#### [What you should do]
I need each line of the entries below that includes the string "white".

Dataset entries
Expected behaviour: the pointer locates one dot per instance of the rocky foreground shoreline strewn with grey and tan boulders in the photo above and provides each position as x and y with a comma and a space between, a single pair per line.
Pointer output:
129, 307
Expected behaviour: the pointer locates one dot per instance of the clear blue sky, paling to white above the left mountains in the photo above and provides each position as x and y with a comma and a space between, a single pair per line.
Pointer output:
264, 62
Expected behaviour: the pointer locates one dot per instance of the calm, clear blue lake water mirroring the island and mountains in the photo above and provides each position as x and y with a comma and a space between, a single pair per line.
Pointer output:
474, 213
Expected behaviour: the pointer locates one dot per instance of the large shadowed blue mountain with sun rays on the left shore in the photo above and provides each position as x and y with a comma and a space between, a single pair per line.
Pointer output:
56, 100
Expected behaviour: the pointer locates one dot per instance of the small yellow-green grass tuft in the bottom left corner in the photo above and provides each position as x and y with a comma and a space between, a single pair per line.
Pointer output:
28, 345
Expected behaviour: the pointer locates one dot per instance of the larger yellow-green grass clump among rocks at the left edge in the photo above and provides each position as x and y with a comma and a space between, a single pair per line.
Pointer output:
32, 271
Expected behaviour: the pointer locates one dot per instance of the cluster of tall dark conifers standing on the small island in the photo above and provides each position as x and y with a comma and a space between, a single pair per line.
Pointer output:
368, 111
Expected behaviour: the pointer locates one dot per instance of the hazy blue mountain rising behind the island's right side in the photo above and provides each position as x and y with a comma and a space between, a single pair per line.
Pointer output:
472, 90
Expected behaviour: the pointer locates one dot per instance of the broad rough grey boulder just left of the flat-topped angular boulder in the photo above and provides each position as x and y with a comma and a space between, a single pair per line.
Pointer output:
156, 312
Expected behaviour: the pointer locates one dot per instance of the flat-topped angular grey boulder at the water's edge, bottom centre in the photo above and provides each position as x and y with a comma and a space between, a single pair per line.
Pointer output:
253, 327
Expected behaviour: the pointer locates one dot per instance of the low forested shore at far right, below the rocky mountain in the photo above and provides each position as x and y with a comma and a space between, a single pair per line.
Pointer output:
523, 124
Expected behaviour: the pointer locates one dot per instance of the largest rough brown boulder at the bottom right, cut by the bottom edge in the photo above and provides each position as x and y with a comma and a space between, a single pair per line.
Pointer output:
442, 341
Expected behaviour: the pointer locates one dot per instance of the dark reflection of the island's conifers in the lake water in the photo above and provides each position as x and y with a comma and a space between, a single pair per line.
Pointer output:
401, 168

* * *

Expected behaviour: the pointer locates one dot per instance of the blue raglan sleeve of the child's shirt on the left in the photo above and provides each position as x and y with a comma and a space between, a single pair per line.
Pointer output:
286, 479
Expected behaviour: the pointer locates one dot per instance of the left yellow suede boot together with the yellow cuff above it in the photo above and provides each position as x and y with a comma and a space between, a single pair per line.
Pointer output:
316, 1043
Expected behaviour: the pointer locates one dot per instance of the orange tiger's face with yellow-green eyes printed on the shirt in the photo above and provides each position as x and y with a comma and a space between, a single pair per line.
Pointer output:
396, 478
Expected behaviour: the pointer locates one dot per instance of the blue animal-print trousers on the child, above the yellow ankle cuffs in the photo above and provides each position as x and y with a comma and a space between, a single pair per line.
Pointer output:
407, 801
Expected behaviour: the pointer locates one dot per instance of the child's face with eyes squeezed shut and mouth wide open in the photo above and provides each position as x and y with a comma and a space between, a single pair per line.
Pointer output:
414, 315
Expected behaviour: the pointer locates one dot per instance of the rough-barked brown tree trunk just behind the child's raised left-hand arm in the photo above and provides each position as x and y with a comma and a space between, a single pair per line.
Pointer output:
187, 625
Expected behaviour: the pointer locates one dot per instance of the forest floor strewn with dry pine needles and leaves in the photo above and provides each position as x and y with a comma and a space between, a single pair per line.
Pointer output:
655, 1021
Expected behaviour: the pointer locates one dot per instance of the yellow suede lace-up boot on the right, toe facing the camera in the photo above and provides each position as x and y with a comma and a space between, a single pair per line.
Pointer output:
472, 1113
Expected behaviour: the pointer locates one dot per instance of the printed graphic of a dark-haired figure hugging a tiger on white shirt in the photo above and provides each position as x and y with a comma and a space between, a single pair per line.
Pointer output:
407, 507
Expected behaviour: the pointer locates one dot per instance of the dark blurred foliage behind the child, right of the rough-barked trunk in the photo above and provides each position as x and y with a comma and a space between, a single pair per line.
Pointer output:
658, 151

#### [Your solution]
Expected behaviour: the pointer locates one dot per instance of the clear blue sky, paling to white above the left mountains in the photo above and provides each position as x and y with a comma and a space between, a single pair per line.
Expected behaviour: the pointer locates one dot per instance of the printed graphic of a dark-haired figure hugging a tiger on white shirt in the photo above and provides each position as x and y with a comma and a space between, a single pair per line.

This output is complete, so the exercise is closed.